[start]

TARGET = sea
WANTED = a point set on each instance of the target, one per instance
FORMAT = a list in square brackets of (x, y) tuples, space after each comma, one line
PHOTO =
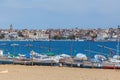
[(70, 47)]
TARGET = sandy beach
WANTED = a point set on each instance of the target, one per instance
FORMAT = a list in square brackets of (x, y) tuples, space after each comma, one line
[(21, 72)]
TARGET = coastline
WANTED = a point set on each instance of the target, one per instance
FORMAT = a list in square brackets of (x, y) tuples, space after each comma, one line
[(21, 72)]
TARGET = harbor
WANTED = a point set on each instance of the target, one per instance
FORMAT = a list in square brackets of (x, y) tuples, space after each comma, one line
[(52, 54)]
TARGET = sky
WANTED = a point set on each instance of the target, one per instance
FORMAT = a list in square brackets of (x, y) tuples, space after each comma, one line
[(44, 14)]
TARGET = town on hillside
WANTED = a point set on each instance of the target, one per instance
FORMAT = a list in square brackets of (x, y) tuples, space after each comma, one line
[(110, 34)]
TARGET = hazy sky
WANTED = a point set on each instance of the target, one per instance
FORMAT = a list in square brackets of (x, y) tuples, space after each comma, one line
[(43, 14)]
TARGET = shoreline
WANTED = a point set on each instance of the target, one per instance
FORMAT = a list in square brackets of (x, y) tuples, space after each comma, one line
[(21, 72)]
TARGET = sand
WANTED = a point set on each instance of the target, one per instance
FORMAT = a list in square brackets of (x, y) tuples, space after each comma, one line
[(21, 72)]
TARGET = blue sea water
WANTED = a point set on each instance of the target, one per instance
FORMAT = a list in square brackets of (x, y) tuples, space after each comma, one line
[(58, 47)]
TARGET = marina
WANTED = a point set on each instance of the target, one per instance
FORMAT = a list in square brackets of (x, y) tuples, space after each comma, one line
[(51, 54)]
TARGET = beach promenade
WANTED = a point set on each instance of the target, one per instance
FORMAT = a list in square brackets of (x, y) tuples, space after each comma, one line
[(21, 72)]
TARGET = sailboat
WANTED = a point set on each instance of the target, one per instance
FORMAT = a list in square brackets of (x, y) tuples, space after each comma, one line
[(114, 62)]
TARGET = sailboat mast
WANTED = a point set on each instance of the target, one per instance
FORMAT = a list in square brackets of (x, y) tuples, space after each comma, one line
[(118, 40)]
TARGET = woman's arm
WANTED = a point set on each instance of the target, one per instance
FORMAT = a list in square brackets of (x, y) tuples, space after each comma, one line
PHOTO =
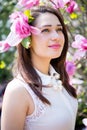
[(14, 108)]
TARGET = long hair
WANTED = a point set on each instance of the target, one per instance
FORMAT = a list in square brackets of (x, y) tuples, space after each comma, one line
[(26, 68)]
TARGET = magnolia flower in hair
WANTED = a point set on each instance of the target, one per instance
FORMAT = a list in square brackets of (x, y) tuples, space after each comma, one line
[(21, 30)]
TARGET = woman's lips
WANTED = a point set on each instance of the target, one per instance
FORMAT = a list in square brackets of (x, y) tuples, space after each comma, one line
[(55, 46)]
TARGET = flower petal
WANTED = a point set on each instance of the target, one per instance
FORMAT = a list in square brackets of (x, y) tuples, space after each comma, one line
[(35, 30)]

[end]
[start]

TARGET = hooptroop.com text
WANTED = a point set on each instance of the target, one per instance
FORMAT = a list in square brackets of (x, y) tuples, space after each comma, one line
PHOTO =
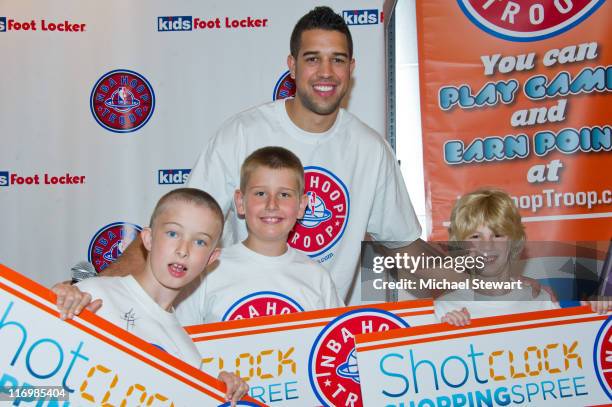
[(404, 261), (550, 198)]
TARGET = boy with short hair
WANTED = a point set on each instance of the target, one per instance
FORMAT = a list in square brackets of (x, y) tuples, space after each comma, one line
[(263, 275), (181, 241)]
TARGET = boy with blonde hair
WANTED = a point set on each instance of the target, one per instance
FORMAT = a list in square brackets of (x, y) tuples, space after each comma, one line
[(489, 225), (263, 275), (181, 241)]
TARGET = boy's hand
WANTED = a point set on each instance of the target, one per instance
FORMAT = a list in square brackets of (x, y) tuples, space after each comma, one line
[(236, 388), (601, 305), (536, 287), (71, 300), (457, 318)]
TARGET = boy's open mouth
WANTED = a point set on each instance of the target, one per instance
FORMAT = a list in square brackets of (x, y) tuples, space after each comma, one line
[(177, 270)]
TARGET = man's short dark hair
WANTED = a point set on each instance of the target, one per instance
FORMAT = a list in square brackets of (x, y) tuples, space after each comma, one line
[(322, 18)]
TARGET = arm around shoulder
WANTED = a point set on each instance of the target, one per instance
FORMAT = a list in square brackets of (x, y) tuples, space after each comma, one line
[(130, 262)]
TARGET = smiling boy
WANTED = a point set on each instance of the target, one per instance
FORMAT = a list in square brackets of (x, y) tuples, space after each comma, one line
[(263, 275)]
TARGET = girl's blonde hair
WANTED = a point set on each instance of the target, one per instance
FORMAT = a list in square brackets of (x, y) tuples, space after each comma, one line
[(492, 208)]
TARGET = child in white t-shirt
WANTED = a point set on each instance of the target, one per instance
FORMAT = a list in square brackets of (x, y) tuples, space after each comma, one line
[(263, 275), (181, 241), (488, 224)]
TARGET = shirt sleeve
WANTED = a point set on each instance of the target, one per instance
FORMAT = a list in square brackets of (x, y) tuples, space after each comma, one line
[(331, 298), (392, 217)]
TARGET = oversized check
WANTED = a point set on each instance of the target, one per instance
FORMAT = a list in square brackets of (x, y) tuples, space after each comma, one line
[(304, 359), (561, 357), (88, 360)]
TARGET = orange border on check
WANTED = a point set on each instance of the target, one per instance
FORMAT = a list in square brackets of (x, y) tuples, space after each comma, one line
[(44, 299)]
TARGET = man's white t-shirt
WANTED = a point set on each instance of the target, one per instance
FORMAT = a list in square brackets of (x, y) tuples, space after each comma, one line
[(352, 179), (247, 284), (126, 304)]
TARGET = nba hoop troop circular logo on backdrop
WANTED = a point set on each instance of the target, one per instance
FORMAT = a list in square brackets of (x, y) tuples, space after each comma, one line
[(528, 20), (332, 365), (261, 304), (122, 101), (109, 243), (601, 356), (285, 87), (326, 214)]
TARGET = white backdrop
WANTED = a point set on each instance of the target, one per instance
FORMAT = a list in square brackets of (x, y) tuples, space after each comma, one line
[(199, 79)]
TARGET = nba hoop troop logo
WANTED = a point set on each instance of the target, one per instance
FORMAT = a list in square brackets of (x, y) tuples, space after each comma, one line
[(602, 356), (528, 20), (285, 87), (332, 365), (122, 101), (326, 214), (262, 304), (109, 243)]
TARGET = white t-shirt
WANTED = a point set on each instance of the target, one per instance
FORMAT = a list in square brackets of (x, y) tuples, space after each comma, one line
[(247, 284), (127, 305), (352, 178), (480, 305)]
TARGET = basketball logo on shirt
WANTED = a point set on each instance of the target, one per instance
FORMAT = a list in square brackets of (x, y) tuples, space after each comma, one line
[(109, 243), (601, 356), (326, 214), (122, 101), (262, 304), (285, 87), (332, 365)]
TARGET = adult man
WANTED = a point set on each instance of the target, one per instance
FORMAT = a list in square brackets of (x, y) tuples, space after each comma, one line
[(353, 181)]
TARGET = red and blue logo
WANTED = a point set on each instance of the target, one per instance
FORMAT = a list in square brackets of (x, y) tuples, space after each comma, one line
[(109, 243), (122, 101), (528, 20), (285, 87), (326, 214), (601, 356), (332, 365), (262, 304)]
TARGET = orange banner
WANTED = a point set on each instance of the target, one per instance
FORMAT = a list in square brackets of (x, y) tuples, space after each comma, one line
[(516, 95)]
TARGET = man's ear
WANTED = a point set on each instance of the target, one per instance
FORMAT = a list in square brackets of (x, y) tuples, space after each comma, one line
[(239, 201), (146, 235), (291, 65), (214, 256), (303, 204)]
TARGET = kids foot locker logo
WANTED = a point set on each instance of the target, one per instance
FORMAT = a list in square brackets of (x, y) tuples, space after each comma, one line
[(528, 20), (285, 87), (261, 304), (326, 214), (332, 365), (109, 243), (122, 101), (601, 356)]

[end]
[start]

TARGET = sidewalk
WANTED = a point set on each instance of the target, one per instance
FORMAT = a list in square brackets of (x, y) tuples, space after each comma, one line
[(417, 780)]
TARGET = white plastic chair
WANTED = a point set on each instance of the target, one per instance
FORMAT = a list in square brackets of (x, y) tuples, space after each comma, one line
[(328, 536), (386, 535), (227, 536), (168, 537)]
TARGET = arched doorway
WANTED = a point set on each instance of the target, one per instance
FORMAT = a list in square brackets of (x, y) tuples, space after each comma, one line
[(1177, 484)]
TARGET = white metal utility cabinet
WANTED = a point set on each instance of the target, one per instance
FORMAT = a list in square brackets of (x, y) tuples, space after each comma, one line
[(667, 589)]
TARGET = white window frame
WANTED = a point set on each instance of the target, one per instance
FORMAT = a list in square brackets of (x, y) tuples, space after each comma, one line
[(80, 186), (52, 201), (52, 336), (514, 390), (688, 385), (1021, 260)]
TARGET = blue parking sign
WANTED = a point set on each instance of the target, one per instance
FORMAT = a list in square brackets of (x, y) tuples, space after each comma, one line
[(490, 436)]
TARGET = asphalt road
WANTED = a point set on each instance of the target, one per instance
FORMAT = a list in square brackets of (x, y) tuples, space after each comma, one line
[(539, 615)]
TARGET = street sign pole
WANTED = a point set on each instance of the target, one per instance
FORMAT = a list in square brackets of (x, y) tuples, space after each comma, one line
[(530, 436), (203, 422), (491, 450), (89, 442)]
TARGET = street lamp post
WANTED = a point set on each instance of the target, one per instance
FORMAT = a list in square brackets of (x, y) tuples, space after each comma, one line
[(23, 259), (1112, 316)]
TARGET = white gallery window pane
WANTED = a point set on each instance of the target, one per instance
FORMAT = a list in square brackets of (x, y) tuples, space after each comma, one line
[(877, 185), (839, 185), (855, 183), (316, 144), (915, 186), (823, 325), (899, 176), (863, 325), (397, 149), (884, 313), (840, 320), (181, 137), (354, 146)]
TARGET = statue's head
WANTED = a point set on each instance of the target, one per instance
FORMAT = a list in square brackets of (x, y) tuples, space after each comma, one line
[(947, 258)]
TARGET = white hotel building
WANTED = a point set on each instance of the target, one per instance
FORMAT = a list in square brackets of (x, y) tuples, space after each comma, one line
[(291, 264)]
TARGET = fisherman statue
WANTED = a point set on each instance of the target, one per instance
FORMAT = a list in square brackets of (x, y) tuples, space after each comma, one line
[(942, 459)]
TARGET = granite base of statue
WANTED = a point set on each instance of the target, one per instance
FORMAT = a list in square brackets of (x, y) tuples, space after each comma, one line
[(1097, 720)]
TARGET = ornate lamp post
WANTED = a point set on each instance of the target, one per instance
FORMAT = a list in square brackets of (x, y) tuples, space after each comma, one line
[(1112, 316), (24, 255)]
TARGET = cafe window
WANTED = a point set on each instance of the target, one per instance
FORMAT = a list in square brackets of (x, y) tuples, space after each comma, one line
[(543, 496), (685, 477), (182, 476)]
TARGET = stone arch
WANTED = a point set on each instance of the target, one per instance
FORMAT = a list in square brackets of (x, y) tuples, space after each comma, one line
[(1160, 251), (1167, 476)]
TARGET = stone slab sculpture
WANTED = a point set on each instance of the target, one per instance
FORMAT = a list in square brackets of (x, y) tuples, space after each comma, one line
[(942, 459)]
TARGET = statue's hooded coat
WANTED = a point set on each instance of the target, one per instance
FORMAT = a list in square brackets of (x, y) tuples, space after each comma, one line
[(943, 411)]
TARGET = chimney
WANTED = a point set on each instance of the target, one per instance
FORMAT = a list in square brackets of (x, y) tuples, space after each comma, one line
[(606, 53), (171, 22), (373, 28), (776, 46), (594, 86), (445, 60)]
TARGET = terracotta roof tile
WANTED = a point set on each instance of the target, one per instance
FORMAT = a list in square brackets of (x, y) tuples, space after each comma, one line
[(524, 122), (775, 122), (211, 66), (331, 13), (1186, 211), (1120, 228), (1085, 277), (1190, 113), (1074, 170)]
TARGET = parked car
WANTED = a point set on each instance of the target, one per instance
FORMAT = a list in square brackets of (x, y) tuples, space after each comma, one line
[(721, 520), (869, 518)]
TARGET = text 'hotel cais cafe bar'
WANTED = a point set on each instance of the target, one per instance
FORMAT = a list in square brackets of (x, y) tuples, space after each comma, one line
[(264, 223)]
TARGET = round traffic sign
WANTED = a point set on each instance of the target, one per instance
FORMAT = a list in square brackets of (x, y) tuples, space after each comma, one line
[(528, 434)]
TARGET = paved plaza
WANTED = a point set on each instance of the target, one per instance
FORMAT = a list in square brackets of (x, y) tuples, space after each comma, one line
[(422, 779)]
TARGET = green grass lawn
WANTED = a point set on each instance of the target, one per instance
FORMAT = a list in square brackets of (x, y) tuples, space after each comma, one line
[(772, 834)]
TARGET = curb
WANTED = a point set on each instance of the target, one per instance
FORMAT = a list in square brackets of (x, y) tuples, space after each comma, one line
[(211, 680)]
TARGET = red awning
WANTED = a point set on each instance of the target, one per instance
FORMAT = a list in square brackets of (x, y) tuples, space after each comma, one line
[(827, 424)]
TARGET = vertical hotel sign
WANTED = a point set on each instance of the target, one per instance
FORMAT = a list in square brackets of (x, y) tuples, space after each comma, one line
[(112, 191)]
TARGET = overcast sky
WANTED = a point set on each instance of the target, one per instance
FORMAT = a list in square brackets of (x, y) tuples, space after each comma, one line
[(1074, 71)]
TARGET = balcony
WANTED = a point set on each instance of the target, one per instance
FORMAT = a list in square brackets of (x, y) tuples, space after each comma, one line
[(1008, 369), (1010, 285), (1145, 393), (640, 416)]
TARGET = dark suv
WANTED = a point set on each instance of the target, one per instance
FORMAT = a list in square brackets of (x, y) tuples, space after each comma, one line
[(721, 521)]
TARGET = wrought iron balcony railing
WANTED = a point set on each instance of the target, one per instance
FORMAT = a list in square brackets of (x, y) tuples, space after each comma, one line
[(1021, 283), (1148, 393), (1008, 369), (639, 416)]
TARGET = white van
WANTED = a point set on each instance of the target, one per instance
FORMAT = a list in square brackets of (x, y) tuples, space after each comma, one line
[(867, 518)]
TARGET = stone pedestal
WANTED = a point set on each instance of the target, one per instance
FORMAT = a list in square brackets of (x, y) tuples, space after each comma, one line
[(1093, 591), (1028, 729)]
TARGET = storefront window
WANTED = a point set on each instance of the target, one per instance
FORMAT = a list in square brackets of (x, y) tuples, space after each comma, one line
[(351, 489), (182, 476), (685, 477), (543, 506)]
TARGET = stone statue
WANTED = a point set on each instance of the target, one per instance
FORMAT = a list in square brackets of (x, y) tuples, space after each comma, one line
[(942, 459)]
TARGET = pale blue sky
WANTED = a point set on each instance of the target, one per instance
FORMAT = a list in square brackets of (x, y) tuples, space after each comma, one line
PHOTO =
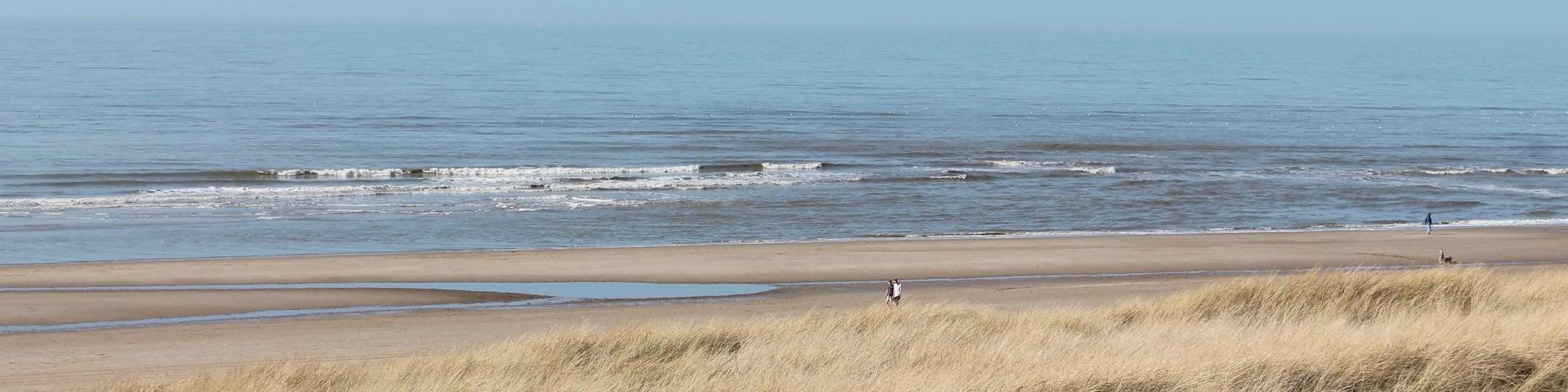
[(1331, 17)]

[end]

_Work to do_. Find every line in the data above that contains the word "with", and copy each one out. Case counts.

_The reply_.
TARGET = boy with short hair
TARGET = boy with blonde hair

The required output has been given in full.